* [What is asked]:
Which lines in the entries below contain the string "wall"? Return every one of them in full.

Extracted data entries:
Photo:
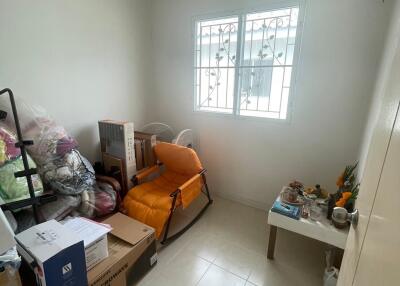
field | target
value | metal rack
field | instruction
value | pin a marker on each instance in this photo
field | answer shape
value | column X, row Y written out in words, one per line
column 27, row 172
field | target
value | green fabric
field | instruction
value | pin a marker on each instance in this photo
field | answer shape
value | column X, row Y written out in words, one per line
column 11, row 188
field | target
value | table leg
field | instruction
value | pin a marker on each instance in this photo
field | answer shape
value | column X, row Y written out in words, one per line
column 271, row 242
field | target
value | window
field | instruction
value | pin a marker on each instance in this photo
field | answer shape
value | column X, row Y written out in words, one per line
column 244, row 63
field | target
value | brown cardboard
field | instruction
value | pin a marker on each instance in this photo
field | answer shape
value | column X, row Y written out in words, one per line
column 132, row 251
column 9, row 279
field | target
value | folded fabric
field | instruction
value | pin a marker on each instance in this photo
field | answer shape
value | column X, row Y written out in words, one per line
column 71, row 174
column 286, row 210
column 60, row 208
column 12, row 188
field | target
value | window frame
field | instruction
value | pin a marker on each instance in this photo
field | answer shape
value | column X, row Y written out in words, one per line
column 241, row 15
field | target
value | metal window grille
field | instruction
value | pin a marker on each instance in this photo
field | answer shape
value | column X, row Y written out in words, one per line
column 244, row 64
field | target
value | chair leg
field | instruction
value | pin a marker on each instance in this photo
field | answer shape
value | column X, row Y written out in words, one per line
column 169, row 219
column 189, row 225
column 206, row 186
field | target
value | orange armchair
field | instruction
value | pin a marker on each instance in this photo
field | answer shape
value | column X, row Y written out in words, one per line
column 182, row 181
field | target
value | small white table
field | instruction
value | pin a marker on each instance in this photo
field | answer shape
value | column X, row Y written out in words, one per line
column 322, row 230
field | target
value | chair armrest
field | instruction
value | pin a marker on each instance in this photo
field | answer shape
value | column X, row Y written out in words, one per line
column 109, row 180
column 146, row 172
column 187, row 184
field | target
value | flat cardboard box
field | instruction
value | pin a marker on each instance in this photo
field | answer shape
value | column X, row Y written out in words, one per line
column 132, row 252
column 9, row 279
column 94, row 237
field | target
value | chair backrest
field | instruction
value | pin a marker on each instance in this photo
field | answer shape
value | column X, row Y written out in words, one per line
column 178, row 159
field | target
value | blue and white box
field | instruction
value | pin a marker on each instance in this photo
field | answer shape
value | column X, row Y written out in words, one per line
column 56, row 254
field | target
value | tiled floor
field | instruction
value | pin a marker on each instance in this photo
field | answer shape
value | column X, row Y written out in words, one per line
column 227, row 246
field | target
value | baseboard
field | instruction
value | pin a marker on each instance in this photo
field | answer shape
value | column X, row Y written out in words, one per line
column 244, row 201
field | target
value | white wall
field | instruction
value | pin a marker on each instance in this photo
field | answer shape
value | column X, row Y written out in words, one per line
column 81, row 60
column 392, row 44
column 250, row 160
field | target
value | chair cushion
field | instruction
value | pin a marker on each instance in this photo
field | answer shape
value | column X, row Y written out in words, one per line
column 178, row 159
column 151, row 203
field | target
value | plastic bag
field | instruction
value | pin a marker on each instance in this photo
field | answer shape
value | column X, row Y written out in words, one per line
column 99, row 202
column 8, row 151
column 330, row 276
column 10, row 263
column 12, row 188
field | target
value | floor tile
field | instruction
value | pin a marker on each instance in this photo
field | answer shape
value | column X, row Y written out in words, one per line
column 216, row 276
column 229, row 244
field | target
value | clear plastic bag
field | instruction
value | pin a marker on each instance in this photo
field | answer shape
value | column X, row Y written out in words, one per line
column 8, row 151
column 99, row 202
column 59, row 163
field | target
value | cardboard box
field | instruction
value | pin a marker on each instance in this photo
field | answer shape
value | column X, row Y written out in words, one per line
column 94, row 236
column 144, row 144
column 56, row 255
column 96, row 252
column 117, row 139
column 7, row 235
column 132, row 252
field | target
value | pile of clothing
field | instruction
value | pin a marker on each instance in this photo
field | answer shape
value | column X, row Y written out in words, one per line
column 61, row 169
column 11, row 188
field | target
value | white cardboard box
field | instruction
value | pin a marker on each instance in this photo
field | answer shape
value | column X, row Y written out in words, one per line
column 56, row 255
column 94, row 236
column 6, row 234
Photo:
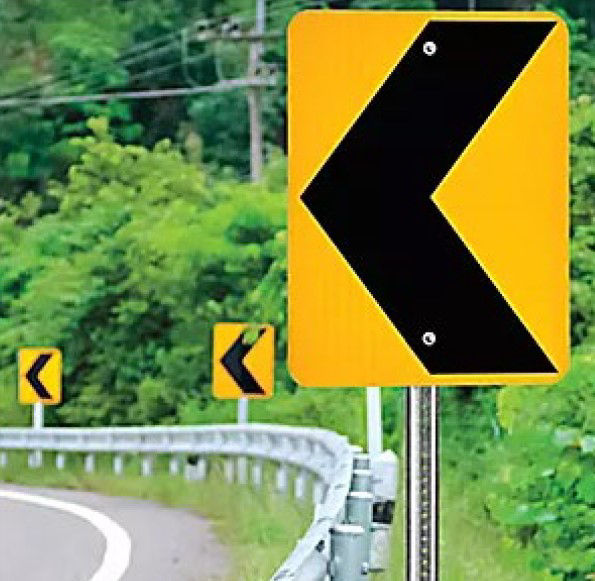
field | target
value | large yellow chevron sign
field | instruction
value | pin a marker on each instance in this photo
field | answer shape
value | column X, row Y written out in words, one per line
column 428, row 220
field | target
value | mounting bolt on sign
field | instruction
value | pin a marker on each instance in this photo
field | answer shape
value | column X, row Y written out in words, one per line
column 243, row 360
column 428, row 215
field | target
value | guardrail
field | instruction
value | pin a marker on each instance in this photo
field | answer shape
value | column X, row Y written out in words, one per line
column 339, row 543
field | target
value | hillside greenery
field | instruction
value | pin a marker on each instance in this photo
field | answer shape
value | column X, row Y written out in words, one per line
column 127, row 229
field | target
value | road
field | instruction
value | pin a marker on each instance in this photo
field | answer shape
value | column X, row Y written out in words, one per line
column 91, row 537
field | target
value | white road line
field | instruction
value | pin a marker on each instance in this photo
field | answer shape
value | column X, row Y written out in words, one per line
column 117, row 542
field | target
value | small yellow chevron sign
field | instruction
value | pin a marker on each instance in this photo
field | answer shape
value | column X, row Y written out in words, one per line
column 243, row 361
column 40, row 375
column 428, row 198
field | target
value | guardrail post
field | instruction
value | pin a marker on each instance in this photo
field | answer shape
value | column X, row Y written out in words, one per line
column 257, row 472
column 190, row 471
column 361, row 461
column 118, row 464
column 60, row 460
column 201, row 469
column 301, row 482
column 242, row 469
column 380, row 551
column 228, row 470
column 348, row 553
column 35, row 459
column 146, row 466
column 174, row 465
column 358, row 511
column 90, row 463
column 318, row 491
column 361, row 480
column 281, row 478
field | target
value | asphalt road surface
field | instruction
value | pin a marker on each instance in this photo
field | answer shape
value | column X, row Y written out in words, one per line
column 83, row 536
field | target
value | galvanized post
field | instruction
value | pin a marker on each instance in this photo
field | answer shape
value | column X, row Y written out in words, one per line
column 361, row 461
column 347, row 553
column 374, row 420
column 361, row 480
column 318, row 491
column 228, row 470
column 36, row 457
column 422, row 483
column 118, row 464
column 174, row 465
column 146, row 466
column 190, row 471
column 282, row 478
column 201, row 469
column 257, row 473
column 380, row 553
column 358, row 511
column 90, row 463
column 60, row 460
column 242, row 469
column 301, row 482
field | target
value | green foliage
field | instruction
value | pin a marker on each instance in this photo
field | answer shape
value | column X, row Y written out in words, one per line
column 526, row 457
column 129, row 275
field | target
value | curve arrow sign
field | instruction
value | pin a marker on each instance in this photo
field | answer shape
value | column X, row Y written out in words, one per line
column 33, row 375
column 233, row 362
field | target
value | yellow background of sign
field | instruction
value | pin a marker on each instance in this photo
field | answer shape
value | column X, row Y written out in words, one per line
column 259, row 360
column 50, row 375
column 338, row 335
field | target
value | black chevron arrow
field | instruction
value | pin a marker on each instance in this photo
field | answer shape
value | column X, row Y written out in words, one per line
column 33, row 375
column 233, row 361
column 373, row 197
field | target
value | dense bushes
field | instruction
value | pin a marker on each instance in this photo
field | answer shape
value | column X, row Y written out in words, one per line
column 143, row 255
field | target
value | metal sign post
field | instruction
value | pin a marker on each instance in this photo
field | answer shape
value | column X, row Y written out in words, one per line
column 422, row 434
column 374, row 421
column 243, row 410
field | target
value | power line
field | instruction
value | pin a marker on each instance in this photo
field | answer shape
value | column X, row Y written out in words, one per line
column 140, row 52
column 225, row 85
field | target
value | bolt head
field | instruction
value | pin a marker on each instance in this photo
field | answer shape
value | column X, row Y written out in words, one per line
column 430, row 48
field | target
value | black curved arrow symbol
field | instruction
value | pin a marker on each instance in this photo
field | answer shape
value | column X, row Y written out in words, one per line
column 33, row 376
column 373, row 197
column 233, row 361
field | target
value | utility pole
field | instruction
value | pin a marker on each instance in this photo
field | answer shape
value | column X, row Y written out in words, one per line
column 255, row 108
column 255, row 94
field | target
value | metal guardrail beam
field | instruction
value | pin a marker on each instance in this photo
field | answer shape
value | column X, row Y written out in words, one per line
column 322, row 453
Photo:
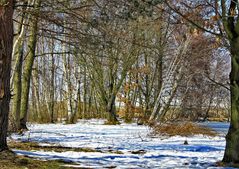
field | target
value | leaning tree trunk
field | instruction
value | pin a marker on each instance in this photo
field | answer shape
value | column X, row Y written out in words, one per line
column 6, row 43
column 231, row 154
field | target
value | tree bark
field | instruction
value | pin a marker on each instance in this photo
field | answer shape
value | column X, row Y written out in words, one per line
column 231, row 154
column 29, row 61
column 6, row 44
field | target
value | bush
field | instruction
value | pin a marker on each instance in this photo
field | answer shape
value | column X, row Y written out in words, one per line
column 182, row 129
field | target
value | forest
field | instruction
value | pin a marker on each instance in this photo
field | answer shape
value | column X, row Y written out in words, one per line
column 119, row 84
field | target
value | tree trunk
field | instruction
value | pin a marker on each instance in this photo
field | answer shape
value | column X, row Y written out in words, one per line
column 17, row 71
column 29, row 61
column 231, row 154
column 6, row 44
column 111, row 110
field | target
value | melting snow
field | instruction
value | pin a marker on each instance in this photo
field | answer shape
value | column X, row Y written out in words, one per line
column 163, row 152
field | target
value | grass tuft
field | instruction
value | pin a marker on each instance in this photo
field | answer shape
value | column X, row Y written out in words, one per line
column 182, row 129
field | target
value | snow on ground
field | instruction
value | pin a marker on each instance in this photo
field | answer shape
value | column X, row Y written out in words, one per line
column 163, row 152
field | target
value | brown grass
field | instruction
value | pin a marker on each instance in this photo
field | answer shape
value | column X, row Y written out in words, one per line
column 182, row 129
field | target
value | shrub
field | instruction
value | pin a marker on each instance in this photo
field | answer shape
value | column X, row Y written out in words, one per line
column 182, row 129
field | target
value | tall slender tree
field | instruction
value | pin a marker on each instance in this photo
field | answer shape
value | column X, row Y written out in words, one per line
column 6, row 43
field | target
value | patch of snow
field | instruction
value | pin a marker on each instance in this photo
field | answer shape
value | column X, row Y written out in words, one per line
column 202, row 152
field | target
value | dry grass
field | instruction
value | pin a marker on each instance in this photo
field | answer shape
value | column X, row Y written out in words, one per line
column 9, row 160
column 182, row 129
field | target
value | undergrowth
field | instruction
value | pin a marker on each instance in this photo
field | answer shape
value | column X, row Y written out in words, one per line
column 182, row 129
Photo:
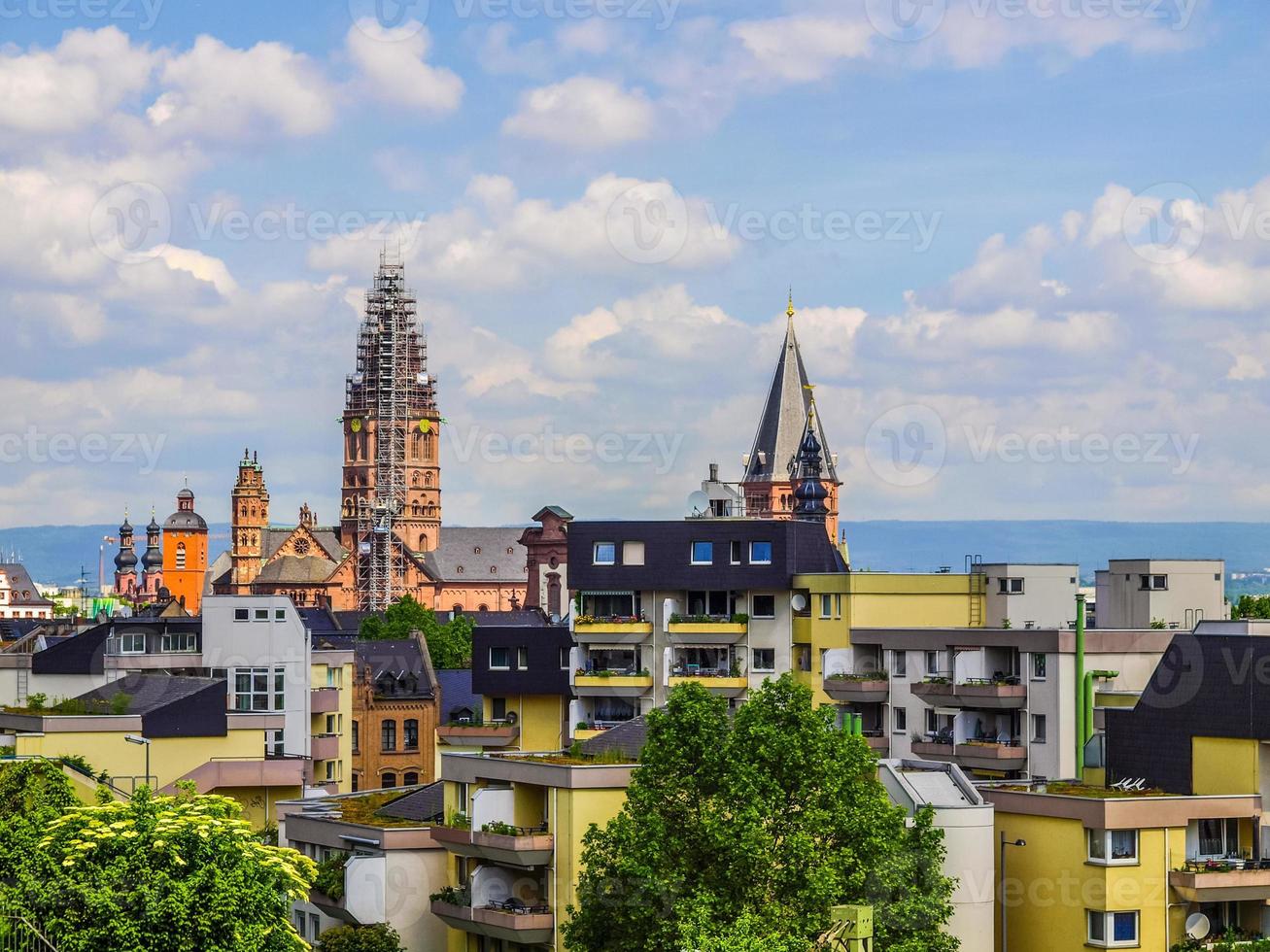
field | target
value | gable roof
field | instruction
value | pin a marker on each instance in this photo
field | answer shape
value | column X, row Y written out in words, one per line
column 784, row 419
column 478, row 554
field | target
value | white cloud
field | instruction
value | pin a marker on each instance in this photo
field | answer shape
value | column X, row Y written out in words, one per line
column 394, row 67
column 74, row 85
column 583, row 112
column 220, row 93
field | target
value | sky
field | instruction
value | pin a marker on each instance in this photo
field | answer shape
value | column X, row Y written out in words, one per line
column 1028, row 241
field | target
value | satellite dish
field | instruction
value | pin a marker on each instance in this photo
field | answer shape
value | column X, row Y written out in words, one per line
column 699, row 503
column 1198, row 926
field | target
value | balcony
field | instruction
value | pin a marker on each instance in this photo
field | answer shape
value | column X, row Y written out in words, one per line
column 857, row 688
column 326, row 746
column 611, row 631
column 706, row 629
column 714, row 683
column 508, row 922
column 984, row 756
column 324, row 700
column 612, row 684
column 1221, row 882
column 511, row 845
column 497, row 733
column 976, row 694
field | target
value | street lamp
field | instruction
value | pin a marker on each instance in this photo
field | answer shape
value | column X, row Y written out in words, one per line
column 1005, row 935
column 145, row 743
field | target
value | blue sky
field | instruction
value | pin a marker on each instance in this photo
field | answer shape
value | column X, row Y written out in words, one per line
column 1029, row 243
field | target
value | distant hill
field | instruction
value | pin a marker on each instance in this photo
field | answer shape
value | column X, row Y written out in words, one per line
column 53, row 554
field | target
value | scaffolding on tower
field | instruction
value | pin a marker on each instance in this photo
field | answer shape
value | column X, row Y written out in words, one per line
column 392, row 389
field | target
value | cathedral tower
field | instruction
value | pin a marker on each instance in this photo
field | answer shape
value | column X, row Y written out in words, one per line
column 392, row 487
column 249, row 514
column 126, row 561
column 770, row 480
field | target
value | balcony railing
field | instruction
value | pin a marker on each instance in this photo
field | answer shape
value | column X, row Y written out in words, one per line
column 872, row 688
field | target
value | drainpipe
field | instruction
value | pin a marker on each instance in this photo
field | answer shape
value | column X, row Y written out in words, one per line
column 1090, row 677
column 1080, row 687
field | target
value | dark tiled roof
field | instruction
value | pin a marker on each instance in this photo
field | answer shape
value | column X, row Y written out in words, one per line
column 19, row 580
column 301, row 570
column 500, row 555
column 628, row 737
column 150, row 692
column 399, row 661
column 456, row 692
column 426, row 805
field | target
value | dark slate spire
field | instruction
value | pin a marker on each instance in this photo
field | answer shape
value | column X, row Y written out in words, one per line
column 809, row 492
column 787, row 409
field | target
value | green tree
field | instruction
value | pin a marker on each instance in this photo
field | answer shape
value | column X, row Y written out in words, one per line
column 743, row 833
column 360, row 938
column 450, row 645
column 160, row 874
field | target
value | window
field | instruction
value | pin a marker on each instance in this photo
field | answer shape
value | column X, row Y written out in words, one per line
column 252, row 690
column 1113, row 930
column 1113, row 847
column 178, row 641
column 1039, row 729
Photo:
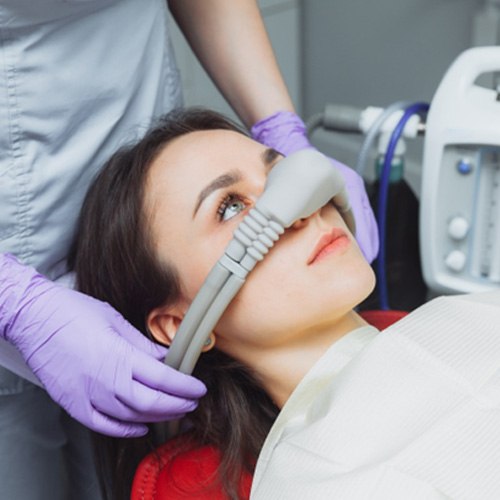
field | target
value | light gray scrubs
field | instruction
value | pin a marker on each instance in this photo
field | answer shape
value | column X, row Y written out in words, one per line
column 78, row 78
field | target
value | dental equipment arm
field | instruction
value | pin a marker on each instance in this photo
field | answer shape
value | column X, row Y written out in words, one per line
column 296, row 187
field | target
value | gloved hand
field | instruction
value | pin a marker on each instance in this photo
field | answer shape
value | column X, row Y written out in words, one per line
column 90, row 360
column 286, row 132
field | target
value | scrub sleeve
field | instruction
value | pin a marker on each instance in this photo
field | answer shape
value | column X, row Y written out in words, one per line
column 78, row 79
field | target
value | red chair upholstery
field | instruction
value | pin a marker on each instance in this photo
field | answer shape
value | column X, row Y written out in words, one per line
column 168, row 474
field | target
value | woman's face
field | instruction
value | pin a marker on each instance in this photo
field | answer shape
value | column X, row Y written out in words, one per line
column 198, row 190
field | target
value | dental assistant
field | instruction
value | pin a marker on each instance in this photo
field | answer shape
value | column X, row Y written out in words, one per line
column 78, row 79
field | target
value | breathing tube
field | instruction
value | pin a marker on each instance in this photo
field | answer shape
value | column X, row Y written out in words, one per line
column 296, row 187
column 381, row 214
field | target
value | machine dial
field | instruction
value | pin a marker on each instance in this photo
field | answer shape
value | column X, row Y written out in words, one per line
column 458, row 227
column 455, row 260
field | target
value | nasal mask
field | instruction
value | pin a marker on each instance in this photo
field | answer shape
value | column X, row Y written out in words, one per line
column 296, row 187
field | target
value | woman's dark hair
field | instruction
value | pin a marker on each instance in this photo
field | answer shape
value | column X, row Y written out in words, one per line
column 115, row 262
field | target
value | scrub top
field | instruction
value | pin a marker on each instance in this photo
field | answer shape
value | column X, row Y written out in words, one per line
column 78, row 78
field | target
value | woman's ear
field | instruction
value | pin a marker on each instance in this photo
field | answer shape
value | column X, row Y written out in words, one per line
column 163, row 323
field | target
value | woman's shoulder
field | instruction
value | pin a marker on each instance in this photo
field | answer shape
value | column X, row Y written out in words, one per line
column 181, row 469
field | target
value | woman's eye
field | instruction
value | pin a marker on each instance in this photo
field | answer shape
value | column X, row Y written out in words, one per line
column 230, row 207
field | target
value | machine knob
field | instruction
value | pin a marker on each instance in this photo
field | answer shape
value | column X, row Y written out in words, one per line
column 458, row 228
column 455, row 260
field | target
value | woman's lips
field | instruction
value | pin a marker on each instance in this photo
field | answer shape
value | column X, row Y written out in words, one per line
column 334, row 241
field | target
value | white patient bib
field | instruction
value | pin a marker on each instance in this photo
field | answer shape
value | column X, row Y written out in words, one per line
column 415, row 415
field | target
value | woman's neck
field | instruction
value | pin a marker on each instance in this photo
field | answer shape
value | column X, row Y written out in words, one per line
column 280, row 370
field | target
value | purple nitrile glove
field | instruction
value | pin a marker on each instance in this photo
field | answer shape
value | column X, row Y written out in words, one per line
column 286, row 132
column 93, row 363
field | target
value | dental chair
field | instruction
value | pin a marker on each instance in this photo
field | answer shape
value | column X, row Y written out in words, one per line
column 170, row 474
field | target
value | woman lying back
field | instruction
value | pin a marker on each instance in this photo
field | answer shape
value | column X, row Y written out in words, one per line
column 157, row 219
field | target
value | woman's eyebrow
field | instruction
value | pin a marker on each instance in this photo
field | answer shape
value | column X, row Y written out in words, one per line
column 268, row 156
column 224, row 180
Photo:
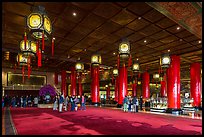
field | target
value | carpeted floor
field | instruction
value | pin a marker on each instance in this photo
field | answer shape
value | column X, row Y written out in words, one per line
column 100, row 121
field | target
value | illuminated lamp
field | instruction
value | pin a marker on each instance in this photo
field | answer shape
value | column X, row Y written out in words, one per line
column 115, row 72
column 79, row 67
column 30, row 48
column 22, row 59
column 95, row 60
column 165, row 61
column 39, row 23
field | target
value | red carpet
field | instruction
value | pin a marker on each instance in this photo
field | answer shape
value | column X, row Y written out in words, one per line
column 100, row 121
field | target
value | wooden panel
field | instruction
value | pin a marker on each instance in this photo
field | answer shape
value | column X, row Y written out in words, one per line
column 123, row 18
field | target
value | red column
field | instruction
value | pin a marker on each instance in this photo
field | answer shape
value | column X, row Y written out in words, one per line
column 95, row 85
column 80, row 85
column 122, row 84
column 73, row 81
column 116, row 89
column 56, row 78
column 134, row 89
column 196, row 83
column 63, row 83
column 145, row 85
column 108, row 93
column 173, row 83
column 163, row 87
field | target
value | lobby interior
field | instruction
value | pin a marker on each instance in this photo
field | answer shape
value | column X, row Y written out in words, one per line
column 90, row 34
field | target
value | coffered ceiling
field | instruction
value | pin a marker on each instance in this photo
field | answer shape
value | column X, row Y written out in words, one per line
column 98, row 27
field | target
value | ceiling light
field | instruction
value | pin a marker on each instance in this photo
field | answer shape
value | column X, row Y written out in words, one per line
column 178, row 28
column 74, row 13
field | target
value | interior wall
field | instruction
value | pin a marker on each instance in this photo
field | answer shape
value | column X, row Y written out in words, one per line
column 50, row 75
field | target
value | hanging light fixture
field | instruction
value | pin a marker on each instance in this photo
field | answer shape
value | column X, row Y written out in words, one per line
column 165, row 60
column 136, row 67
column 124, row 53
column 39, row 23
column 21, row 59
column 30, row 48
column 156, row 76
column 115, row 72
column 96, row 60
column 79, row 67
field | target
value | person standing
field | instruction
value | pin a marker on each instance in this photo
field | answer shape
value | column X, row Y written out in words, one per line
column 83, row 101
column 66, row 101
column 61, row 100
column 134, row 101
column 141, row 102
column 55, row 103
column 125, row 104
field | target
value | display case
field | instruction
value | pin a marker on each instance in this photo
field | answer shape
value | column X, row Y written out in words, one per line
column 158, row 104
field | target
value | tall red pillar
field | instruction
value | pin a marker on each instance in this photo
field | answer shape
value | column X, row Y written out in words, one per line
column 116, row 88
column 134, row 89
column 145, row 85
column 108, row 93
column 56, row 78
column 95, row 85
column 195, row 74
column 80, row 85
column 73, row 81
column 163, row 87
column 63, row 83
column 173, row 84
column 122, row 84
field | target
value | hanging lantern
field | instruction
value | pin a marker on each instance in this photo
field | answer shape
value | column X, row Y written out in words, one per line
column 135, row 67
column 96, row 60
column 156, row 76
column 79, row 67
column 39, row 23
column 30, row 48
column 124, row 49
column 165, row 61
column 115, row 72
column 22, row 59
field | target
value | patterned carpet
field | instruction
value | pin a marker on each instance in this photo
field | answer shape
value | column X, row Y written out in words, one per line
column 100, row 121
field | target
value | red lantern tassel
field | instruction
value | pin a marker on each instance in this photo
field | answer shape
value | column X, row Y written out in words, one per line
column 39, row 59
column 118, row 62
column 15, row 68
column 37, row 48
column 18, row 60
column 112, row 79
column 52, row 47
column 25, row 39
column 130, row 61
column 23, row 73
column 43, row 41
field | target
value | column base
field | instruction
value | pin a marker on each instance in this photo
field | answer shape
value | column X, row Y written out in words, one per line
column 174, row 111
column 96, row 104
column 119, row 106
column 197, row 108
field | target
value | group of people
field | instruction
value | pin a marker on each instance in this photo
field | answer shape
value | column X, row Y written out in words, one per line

* [Task output]:
value | white wall
value | interior wall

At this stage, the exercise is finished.